> _What is expected_: The entries below are to be written out again without alteration.
>> begin Record list
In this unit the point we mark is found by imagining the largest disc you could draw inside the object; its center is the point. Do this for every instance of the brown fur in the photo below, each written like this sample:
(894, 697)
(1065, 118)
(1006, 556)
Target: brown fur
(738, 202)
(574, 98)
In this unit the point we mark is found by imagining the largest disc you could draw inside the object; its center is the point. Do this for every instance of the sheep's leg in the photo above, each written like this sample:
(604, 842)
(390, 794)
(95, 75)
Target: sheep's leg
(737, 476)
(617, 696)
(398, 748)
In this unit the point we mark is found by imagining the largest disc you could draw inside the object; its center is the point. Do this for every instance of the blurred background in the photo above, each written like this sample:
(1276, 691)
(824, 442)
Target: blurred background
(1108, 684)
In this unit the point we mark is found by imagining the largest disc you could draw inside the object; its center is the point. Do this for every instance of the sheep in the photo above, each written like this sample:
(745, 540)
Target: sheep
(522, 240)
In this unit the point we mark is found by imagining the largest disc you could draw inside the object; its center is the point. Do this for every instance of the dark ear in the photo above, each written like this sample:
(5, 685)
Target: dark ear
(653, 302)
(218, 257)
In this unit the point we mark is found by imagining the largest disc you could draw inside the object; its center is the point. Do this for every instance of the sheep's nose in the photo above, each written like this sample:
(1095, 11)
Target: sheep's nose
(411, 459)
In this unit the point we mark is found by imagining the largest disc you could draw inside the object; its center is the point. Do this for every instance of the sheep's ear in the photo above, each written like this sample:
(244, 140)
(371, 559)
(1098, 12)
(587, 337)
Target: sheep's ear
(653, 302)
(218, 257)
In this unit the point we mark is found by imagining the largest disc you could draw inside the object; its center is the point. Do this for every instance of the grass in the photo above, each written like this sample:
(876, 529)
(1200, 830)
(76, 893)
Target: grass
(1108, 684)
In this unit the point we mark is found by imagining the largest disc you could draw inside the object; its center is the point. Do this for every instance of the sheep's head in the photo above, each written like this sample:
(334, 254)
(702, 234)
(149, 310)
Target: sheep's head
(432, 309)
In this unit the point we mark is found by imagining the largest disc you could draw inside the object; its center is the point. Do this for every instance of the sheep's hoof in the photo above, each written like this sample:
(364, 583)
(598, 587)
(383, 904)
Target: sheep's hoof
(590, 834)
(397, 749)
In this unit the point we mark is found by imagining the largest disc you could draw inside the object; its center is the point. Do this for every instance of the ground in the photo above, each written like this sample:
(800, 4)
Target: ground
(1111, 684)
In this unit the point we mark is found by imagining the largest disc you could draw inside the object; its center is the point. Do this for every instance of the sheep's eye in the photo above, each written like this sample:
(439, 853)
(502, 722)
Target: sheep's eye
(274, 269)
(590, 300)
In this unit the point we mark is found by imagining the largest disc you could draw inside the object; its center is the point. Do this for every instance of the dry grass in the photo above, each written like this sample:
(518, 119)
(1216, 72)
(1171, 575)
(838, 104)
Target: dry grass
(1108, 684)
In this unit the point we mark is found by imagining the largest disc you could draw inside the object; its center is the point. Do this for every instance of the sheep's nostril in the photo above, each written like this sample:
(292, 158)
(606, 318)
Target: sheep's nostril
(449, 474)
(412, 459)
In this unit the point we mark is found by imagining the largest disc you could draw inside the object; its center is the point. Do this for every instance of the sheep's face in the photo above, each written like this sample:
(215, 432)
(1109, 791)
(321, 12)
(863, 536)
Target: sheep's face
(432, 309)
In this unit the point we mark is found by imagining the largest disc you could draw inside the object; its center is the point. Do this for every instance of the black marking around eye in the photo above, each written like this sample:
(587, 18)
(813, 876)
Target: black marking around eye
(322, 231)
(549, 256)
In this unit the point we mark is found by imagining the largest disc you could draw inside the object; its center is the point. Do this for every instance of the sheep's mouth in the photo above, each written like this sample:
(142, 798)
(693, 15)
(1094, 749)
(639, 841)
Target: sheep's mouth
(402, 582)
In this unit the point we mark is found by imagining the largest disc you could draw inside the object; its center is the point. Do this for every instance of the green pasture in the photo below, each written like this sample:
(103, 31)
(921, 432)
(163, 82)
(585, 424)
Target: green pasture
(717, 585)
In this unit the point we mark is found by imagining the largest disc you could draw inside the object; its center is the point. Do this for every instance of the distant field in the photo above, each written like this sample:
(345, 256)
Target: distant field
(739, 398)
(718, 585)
>> end Record list
> _Reply to the task_:
In this unit the point we mark is found by imagining the largest disc you could draw inside the object; its center is the point. Do this for every instance of the brown fur in the photo below, each written like this sample:
(894, 697)
(1065, 118)
(1006, 556)
Target: brown fur
(738, 202)
(574, 98)
In this unit the point we mark is found by imagining the largest disc you could draw inside the object; its center is the point. Do this for every instance of the sheep's leg in the photo above, each written like this sample:
(604, 842)
(390, 794)
(95, 75)
Target: sheep's leg
(737, 476)
(617, 696)
(398, 748)
In this unit the point we mark is found by imagining the largest disc you could draw inside the object; its center is the point. Do this for every instance of the blurred background in the photo above, each written like this sample:
(1276, 691)
(824, 442)
Target: blurred background
(1108, 684)
In this unit the point we mark is found by imagining the largest disc you could draw inside the object; its center is the point. Do this for every instance of the sheep in the photo above, each written like this sample:
(745, 540)
Target: sheep
(522, 240)
In this unit the point we mark is found by imagining the largest disc you could draw inside the object; its center is the point. Do this for every instance of the dark ear in the photo above, each written like this sample:
(5, 685)
Target: dark ear
(653, 302)
(218, 257)
In this unit the point we mark is found by imagining the largest disc you could draw inside the object; its center is the point. Do this for every instance of the sheep's nose in the photo above, each written like this sample:
(1095, 11)
Target: sheep's nose
(411, 459)
In this unit the point we mark is found by imagining the largest disc you could draw inside the object; its center is the point. Do this for every instance of the sheep's ear in the photo above, each written like this sample:
(244, 140)
(371, 559)
(1098, 12)
(587, 337)
Target: sheep's ear
(653, 302)
(218, 257)
In this unit the point we mark is found by imagining the largest disc you could draw inside the object; its center is the point. Do this for every instance of the grass in the photo above, each written like this sample:
(876, 529)
(1200, 830)
(76, 893)
Target: grass
(1108, 684)
In this unit the point we mark is found by imagining the largest disc you could draw inside the object; its center is the point. Do this for every instance of the sheep's head in the photo above, each written like this sample:
(334, 254)
(702, 234)
(149, 310)
Target: sheep's head
(432, 309)
In this unit the point we mark is found by imagining the largest disc you could draw inside the object; its center is the point. Do this for every instance of the sheep's hoof in the photo above, each written like this sample:
(364, 583)
(598, 587)
(383, 904)
Target: sheep's hoof
(590, 834)
(397, 749)
In this unit the point we mark is found by imagining the largest disc you could draw inside the object; its center is the point. Do this for every instance of the ground in the photo above, each written like this sample:
(800, 4)
Target: ground
(1111, 684)
In this unit the point we mark is found by imagining the largest disc you could draw inside the object; its center is the point. Do this for every instance of the sheep's eye in the photo above, each written like this sample:
(439, 853)
(502, 722)
Target: sheep's eye
(274, 269)
(590, 300)
In this unit the point we mark is found by imagining the largest disc you could draw inside the object; its center is the point. Do this for every instance of the dry grass in the photo above, each written like this sample:
(518, 119)
(1216, 72)
(1171, 575)
(838, 104)
Target: dry grass
(1108, 684)
In this unit the point we mark is found by imagining the largest disc you could draw inside the object; its center is the point. Do this for every instance of the sheep's nostril in the photo above, each written like this sample:
(292, 158)
(606, 318)
Target: sheep's nostril
(449, 474)
(412, 459)
In this unit the point we mark is found by imagining the largest disc you could draw inside the object; its center is the point. Do this for every instance of the sheep's face in the photo above, each written like this sample:
(215, 432)
(1109, 791)
(321, 12)
(863, 536)
Target: sheep's face
(432, 309)
In this unit the point we mark is found by imagining the largest disc you could draw inside the object; its center is the point. Do this for every instance of the black marking around eye in the photo above, each written like this sample:
(587, 18)
(813, 876)
Target: black marking around eye
(322, 231)
(549, 256)
In this unit the point we mark is found by imagining the largest disc you could draw inside the object; its center is the point. Do this for every instance of the sheep's mouth in the photo above, each written like this sample:
(142, 798)
(693, 15)
(1094, 749)
(639, 841)
Target: sheep's mouth
(402, 582)
In this unit the point we mark is found by imagining the largest disc you could draw inside the object; its center is the point. Do this for every instance of the green pasture in the photo below, each written like this sample:
(103, 31)
(921, 432)
(163, 82)
(585, 424)
Target: green pasture
(717, 585)
In this unit the point we mark is found by imagining the largest disc you could draw inside the object; its center is the point. Do this for every instance of the distant field in the photo above, each written like this sample:
(345, 256)
Target: distant field
(739, 398)
(718, 585)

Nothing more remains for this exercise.